» **Task requirements**
a - From the msgpack function reference, copy word for word the part that opens with the words containing "msgpack_bin(blob)" and closes with "or 16 bytes.".
b - Continue the msgpack function reference after its last sentence.

» **Given text**
□ □ □ □ □
Encode a signed integer in the specified fixed width. Raises an error if the value is out of range for the requested type.

Function Range msgpack bytes
msgpack_int8 −128 to 127 2
msgpack_int16 −32 768 to 32 767 3
msgpack_int32 −2 147 483 648 to 2 147 483 647 5
SELECT hex(msgpack_int8(-1));     -- D0FF
SELECT hex(msgpack_int16(1000));  -- D103E8
SELECT hex(msgpack_int32(100000));-- D2000186A0

msgpack_uint8(value) / msgpack_uint16(value) / msgpack_uint32(value) / msgpack_uint64(value)

Encode an unsigned integer in the specified fixed width. Raises an error if the value is out of range.

Function Range msgpack bytes
msgpack_uint8 0–255 2
msgpack_uint16 0–65 535 3
msgpack_uint32 0–4 294 967 295 5
msgpack_uint64 0–2⁶⁴−1 9
SELECT hex(msgpack_uint8(200));    -- CC C8
SELECT hex(msgpack_uint16(1000));  -- CD03E8
SELECT hex(msgpack_uint64(42));    -- CF000000000000002A

msgpack_bin(blob)

Encodes a BLOB as msgpack bin type, bypassing the auto-embed logic. Use this when you want to store raw bytes that happen to be valid msgpack without having them interpreted as a nested element.

-- msgpack_quote auto-embeds valid msgpack; msgpack_bin does not
SELECT hex(msgpack_bin(x'2A'));         -- C4012A  (bin8, 1 byte)
SELECT hex(msgpack_bin(x'DEADBEEF'));   -- C404DEADBEEF

msgpack_ext(type_code, data)

Creates a msgpack extension type. type_code is a signed integer in [−128, 127]. Uses fixext formats when the data length is 1, 2, 4, 8, or 16 bytes.
□ □ □ □ □
» **Record excerpts**
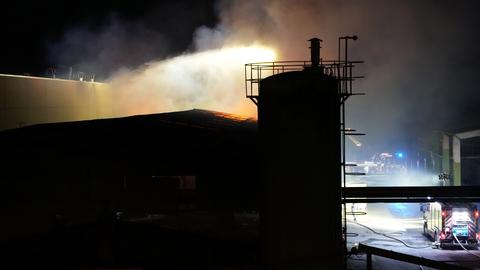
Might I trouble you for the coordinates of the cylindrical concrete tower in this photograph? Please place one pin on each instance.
(301, 222)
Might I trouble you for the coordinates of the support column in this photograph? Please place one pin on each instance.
(446, 155)
(457, 177)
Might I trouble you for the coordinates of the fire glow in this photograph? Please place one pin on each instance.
(210, 80)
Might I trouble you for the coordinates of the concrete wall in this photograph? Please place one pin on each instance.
(33, 100)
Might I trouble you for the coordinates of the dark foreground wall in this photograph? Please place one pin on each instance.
(79, 172)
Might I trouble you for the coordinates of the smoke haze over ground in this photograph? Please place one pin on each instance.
(420, 58)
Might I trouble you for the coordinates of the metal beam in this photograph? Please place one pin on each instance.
(370, 250)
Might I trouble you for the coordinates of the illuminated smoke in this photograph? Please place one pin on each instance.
(208, 80)
(414, 52)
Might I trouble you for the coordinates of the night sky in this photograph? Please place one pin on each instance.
(421, 56)
(32, 31)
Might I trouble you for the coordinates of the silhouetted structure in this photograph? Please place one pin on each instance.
(301, 131)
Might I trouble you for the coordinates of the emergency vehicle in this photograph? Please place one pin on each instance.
(443, 221)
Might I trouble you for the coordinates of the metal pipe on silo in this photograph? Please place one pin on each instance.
(298, 121)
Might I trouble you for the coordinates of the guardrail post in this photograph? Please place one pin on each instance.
(369, 261)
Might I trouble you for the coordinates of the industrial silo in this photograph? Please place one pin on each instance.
(300, 129)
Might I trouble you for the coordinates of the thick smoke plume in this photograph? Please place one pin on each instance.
(419, 57)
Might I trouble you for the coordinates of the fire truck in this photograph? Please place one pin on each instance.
(443, 222)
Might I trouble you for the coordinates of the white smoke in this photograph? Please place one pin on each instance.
(211, 79)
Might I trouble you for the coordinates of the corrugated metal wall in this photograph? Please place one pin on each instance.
(33, 100)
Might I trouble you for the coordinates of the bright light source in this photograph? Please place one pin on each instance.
(460, 215)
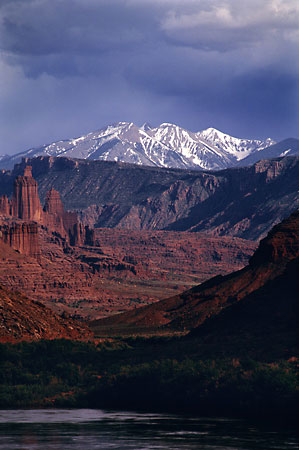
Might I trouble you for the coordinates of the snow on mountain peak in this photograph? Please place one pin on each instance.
(167, 145)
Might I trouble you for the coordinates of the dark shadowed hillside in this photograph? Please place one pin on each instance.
(270, 273)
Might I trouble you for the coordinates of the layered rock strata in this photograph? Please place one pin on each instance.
(20, 217)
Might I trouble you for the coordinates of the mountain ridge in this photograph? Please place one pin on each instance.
(167, 145)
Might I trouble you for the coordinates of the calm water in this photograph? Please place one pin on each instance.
(86, 429)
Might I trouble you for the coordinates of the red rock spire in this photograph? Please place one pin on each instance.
(25, 202)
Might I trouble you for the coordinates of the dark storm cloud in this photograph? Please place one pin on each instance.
(68, 66)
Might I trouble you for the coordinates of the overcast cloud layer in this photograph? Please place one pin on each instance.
(68, 67)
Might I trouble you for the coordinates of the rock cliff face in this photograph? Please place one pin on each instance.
(23, 213)
(243, 202)
(21, 236)
(25, 203)
(25, 320)
(123, 270)
(192, 308)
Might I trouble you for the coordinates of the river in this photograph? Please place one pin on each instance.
(85, 429)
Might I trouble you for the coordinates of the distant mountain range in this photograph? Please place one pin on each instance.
(167, 145)
(243, 202)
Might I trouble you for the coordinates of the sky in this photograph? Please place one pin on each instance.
(69, 67)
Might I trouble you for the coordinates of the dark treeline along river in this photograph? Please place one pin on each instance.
(86, 429)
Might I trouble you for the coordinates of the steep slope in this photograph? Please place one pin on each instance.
(263, 322)
(167, 145)
(192, 308)
(287, 147)
(23, 319)
(243, 202)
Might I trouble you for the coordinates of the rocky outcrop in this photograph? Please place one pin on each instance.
(192, 308)
(126, 269)
(25, 203)
(25, 320)
(21, 216)
(243, 202)
(22, 237)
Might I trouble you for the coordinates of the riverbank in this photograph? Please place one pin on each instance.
(146, 374)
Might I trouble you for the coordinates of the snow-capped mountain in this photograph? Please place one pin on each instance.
(167, 145)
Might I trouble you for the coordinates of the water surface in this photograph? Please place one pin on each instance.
(86, 429)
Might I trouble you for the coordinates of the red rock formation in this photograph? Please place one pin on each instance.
(25, 320)
(127, 269)
(4, 206)
(25, 202)
(66, 223)
(21, 236)
(192, 308)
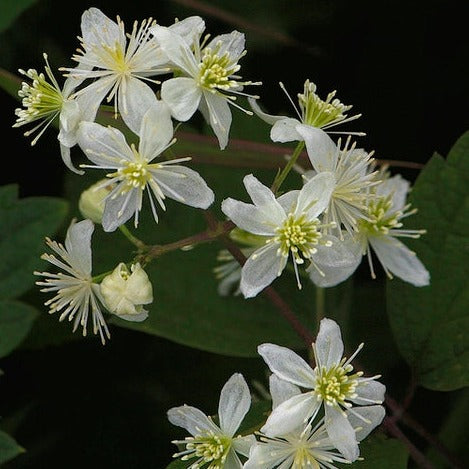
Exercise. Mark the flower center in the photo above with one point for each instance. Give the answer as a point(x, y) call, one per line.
point(319, 113)
point(380, 219)
point(209, 448)
point(334, 385)
point(298, 236)
point(215, 70)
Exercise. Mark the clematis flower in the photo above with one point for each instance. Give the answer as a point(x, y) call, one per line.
point(212, 445)
point(331, 383)
point(383, 225)
point(77, 296)
point(119, 66)
point(353, 177)
point(134, 170)
point(309, 445)
point(290, 225)
point(206, 78)
point(125, 292)
point(43, 101)
point(313, 112)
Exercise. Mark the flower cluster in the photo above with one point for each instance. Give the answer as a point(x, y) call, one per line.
□ □ □ □ □
» **Task answers**
a -
msgpack_bin(blob)

Encodes a BLOB as msgpack bin type, bypassing the auto-embed logic. Use this when you want to store raw bytes that happen to be valid msgpack without having them interpreted as a nested element.

-- msgpack_quote auto-embeds valid msgpack; msgpack_bin does not
SELECT hex(msgpack_bin(x'2A'));         -- C4012A  (bin8, 1 byte)
SELECT hex(msgpack_bin(x'DEADBEEF'));   -- C404DEADBEEF

msgpack_ext(type_code, data)

Creates a msgpack extension type. type_code is a signed integer in [−128, 127]. Uses fixext formats when the data length is 1, 2, 4, 8, or 16 bytes.

b -
SELECT hex(msgpack_ext(1, x'AABB'));    -- D501AABB  (fixext2, type=1)
SELECT hex(msgpack_ext(42, x'0102'));   -- D52A0102

Timestamp

MessagePack defines an extension type (type code −1) for timestamps. These functions create and decode timestamp values.

msgpack_timestamp(seconds)

Creates a timestamp ext from a numeric value. Integer input is treated as whole seconds; real (float) input splits into seconds and nanoseconds. Automatically uses the most compact encoding (ts32, ts64, or ts96).

-- Integer seconds → ts32 (fixext4, 6 bytes)
SELECT hex(msgpack_timestamp(1712345678));  -- D7FF660EA...

-- Real seconds with fractional nanoseconds → ts64 (fixext8, 10 bytes)
SELECT hex(msgpack_timestamp(1712345678.5));

msgpack_timestamp_s(mp)

Extracts the whole-seconds component from a msgpack timestamp BLOB.

SELECT msgpack_timestamp_s(msgpack_timestamp(1712345678));     -- 1712345678
SELECT msgpack_timestamp_s(msgpack_timestamp(1712345678.5));   -- 1712345678

msgpack_timestamp_ns(mp)

Extracts the nanoseconds component (0–999 999 999) from a msgpack timestamp.

SELECT msgpack_timestamp_ns(msgpack_timestamp(1712345678));    -- 0
SELECT msgpack_timestamp_ns(msgpack_timestamp(1712345678.5));  -- 500000000

Schema validation

msgpack_schema_validate(mp, schema)

Validates a MessagePack BLOB against a schema definition. Returns 1 if the data conforms to the schema, 0 otherwise. This function enables data-contract enforcement directly in SQL — via CHECK constraints, triggers, or ad-hoc queries.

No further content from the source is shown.